Saturday, July 13, 2013

Woman Aviator



Welcome to Aviator Week! We will be looking at pictures from the early days of aviation. We start with this picture of  Helene Dutrieu. She was one of the very first women pilots. She flew an airplane as early as 1908. In 1910, she became one of the first women pilots to carry a passenger. Interestingly, she lived all the way to 1961, so she enjoyed both a long and adventurous life.

Thursday, July 11, 2013

Mother and Child


Navajo Week continues with this picture of an Indian Mother and Child. The woman is wearing a finely woven blanket, and has a neat device for carrying the child on her back. It looks like the hoops on the top are for shade for the child. The picture was taken in 1914.

Wednesday, July 10, 2013

Stringing Bow



Navajo Week continues with this picture of a young Navajo man stringing his bow. The picture was taken in about 1913 somewhere in the Southwest.

### Provided material
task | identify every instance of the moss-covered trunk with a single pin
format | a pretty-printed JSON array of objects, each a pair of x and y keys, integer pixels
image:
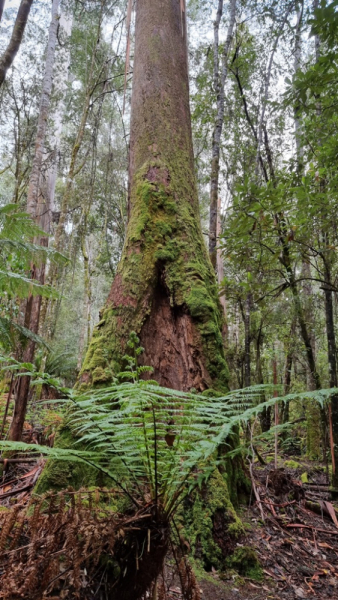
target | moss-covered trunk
[{"x": 165, "y": 288}]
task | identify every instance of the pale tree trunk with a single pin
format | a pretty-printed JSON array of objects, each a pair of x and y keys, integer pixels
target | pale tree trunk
[
  {"x": 329, "y": 318},
  {"x": 165, "y": 288},
  {"x": 8, "y": 56},
  {"x": 37, "y": 208},
  {"x": 55, "y": 274},
  {"x": 297, "y": 65},
  {"x": 219, "y": 85},
  {"x": 220, "y": 268},
  {"x": 60, "y": 86},
  {"x": 2, "y": 4}
]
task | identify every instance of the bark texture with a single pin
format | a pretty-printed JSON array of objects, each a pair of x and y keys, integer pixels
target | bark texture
[
  {"x": 7, "y": 58},
  {"x": 165, "y": 288}
]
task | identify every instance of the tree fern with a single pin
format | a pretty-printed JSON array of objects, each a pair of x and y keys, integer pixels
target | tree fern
[{"x": 156, "y": 442}]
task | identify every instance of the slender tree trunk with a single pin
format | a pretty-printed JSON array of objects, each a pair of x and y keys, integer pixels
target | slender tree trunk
[
  {"x": 7, "y": 58},
  {"x": 285, "y": 413},
  {"x": 37, "y": 208},
  {"x": 60, "y": 86},
  {"x": 219, "y": 84},
  {"x": 247, "y": 341},
  {"x": 2, "y": 4},
  {"x": 220, "y": 272},
  {"x": 265, "y": 415},
  {"x": 332, "y": 359},
  {"x": 165, "y": 288}
]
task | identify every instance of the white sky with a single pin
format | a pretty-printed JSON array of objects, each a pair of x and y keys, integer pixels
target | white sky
[{"x": 11, "y": 3}]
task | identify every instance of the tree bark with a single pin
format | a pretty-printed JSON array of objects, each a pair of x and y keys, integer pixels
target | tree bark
[
  {"x": 38, "y": 210},
  {"x": 219, "y": 83},
  {"x": 2, "y": 4},
  {"x": 165, "y": 288},
  {"x": 7, "y": 58},
  {"x": 332, "y": 360}
]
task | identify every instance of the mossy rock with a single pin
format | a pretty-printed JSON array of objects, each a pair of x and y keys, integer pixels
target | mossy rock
[
  {"x": 244, "y": 560},
  {"x": 209, "y": 523}
]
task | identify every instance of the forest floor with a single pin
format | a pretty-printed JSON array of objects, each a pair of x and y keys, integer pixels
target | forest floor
[{"x": 292, "y": 523}]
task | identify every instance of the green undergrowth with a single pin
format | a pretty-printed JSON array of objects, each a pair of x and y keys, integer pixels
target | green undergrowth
[{"x": 209, "y": 523}]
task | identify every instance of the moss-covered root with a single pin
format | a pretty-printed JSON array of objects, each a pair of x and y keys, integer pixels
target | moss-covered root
[
  {"x": 210, "y": 524},
  {"x": 244, "y": 560}
]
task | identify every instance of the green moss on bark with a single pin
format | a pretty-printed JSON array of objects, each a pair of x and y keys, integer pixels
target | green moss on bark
[
  {"x": 164, "y": 239},
  {"x": 210, "y": 524}
]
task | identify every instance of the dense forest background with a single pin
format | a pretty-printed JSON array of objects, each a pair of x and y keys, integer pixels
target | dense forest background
[{"x": 262, "y": 78}]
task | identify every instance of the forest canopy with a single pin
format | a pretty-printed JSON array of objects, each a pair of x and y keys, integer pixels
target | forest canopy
[{"x": 168, "y": 282}]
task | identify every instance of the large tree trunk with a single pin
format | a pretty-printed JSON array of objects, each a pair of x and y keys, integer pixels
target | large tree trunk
[
  {"x": 38, "y": 210},
  {"x": 165, "y": 287},
  {"x": 7, "y": 58}
]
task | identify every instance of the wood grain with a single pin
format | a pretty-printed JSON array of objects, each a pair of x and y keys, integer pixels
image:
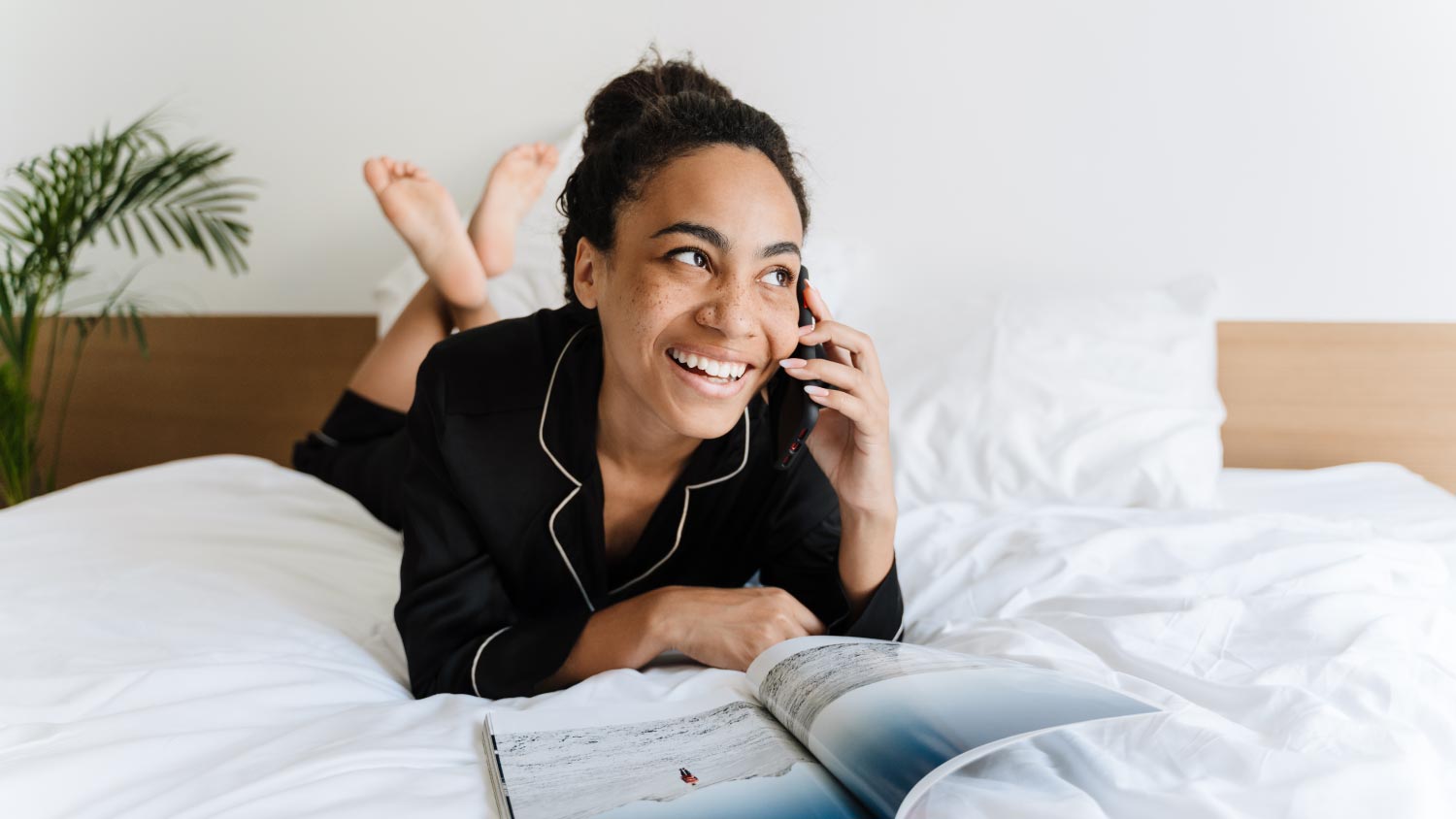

### What the task requires
Can you reproduce the photo blog text word for word, starting at "Saturday, July 13, 2013" and ending at "and adventurous life."?

### Answer box
Saturday, July 13, 2013

Woman Aviator



Welcome to Aviator Week! We will be looking at pictures from the early days of aviation. We start with this picture of  Helene Dutrieu. She was one of the very first women pilots. She flew an airplane as early as 1908. In 1910, she became one of the first women pilots to carry a passenger. Interestingly, she lived all the way to 1961, so she enjoyed both a long and adventurous life.